(Collected data)

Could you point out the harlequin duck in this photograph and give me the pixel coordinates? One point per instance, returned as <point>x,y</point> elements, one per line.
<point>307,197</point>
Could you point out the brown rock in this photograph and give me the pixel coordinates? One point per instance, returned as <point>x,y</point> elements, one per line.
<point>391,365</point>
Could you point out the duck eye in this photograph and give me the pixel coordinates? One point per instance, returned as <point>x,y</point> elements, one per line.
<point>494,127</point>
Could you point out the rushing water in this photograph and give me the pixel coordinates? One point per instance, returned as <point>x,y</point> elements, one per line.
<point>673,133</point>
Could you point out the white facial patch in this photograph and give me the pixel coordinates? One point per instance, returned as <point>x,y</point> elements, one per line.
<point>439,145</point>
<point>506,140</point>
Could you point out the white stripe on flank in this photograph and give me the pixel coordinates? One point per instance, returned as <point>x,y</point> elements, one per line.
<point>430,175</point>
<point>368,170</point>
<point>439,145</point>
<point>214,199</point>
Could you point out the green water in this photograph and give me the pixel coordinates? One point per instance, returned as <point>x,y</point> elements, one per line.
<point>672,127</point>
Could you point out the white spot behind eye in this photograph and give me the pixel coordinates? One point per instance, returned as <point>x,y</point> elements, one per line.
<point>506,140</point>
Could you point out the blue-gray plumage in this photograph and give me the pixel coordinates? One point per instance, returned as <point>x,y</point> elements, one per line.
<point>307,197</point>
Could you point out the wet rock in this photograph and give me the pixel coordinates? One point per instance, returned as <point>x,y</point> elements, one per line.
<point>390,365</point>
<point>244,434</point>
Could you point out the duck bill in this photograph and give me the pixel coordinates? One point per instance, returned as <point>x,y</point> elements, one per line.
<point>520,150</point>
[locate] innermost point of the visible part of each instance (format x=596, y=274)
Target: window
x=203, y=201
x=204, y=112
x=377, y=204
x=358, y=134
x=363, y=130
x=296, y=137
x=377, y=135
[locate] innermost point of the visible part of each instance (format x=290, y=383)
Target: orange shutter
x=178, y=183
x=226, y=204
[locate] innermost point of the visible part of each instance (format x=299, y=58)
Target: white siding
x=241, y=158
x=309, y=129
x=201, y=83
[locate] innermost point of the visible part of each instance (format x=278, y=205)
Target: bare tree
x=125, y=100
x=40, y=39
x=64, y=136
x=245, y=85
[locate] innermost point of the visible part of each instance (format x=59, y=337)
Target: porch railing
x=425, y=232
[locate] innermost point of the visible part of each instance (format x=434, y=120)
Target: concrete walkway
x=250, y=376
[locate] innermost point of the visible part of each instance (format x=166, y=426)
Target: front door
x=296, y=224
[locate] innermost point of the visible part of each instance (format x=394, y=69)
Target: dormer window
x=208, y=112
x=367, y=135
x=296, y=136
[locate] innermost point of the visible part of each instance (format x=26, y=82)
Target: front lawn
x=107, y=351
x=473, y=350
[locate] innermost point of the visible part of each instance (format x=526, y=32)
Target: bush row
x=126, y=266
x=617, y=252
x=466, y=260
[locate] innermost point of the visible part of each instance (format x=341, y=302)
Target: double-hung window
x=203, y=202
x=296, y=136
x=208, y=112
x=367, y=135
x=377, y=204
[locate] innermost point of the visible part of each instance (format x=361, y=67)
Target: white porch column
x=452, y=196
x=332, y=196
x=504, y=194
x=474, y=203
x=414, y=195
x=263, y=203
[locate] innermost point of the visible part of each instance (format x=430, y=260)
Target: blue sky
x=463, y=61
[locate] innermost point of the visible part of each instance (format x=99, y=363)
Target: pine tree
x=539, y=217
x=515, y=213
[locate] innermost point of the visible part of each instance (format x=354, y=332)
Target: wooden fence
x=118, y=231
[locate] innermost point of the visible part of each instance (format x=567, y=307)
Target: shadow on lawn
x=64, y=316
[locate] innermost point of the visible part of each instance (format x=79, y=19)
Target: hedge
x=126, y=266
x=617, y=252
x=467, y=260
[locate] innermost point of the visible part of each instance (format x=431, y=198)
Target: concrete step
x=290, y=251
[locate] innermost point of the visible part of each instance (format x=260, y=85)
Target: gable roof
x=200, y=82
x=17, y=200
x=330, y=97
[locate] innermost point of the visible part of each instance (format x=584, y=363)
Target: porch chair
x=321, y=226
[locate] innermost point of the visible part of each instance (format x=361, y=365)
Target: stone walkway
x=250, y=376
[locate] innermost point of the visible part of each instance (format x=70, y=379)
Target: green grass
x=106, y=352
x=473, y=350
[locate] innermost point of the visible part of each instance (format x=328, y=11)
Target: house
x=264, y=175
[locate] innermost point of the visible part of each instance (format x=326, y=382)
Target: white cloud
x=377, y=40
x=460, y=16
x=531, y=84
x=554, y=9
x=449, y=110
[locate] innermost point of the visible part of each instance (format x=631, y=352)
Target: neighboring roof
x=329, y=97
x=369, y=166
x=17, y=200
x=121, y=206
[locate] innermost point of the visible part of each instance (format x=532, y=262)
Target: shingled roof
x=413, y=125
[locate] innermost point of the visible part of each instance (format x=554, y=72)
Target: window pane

WORK INSTRUCTION: Could you give every entry again, exactly as written?

REPLY:
Could you point out the harlequin duck in this photograph and give me the pixel coordinates? One point per instance, returned as <point>x,y</point> elements, one per line.
<point>307,197</point>
Could you point out the brown rock in this photograph and give me the pixel coordinates? One point per instance, returned as <point>x,y</point> elements, one per line.
<point>391,365</point>
Could you point out the duck eye in this photograph and give me the pixel coordinates? One point per instance, returned as <point>x,y</point> elements, one per line.
<point>494,127</point>
Could you point out the rushing water in this photograph and give me the pixel coordinates? One point per instance, returned as <point>x,y</point> elements, one per line.
<point>673,133</point>
Could you point out the white facial patch in this photograph and give me the pixel coordinates? One point per instance, returned as <point>x,y</point> elements, one per line.
<point>439,145</point>
<point>506,140</point>
Could you point out the white stripe on flank in this photograph and give me the pixel coordinates? One point per instance, returned as <point>x,y</point> elements, one per line.
<point>430,175</point>
<point>368,170</point>
<point>439,145</point>
<point>214,199</point>
Could you point out the green water in this photograph and give me the pixel coordinates? One point per instance, returned as <point>x,y</point> elements, one per line.
<point>672,127</point>
Could you point out the white spot behind eye in this photograph and give me the pixel coordinates? One point per instance, returned as <point>x,y</point> elements, one per line.
<point>506,140</point>
Could you point out the blue-gray plumage in this photograph and give me the pixel coordinates? One point per instance, returned as <point>x,y</point> elements, one per line.
<point>307,197</point>
Could you point out the wet rock in this photograph and give me the pixel coordinates? One point per instance, returned as <point>x,y</point> elements, one per line.
<point>390,365</point>
<point>244,434</point>
Could you point out the duck bill in this photograph and give me the pixel coordinates? One point per instance, returned as <point>x,y</point> elements, one per line.
<point>520,150</point>
[locate] innermost point of the visible part of each instance (format x=596, y=274)
Target: window
x=203, y=201
x=204, y=112
x=377, y=204
x=358, y=134
x=363, y=130
x=296, y=137
x=377, y=135
[locate] innermost point of the visible part of each instance (format x=290, y=383)
Target: orange shutter
x=178, y=183
x=226, y=204
[locate] innermost point of the visible part of each instance (format x=299, y=58)
Target: white siding
x=241, y=158
x=309, y=129
x=201, y=83
[locate] innermost point of the visible part of each instance (format x=278, y=205)
Target: bare tree
x=125, y=100
x=40, y=39
x=64, y=136
x=245, y=85
[locate] innermost point of the visible part of each instance (format x=59, y=337)
Target: porch railing
x=425, y=232
[locate] innermost point of the visible part of each instance (format x=434, y=120)
Target: concrete walkway
x=250, y=376
[locate] innermost point of the visible part of each instance (format x=166, y=426)
Target: front door
x=296, y=224
[locate] innermost point of the visible part of each instance (format x=394, y=69)
Target: dormer window
x=208, y=112
x=367, y=135
x=296, y=136
[locate] innermost point of the visible part of each instance (format x=26, y=82)
Target: front lawn
x=107, y=351
x=473, y=350
[locate] innermost point of the visible part of each instance (format x=526, y=32)
Target: bush row
x=126, y=266
x=617, y=252
x=466, y=260
[locate] innermost point of the visible part of each instance (format x=341, y=302)
Target: double-hung window
x=203, y=202
x=296, y=136
x=208, y=112
x=367, y=135
x=377, y=204
[locate] innermost point of the visible part of each instance (format x=361, y=67)
Target: white porch column
x=452, y=196
x=332, y=196
x=504, y=194
x=474, y=203
x=414, y=195
x=263, y=203
[locate] innermost point of the visible part of each instance (format x=430, y=260)
Target: blue sky
x=463, y=61
[locate] innermost point of the visible part of each instance (format x=99, y=363)
Target: pine tree
x=539, y=217
x=515, y=213
[locate] innermost point of the visible part of each instance (format x=354, y=332)
Target: wooden fence
x=118, y=231
[locate] innermost point of the visible part of each instance (format x=567, y=307)
Target: shadow on lawn
x=64, y=316
[locate] innermost point of the visible part of each instance (format x=79, y=19)
Target: hedge
x=126, y=266
x=617, y=252
x=467, y=260
[locate] innermost point of the visible part of each instance (format x=431, y=198)
Target: concrete step
x=290, y=251
[locate] innermost point of the visible part of each instance (format x=260, y=85)
Target: gable roof
x=200, y=82
x=17, y=200
x=330, y=97
[locate] innermost point of the visible part of each instance (format x=584, y=363)
Target: porch chair
x=321, y=226
[locate] innermost point of the visible part of each instance (format x=361, y=365)
Target: stone walkway
x=250, y=376
[locate] innermost point of the visible part of each instance (format x=70, y=379)
Target: green grass
x=106, y=352
x=473, y=350
[locate] innermost point of the visible part of each instance (format x=328, y=11)
Target: house
x=264, y=175
[locate] innermost point of the visible part of each instance (format x=326, y=382)
Target: white cloud
x=377, y=40
x=460, y=16
x=531, y=84
x=554, y=9
x=449, y=110
[locate] innermost point of the visible part of each instance (format x=631, y=352)
Target: neighboring roof
x=329, y=97
x=369, y=166
x=17, y=200
x=121, y=206
[locate] innermost point of the visible part of each instance (format x=532, y=262)
Target: shingled roof
x=413, y=125
[locate] innermost point of the visible part of each instance (format x=554, y=72)
Target: window pane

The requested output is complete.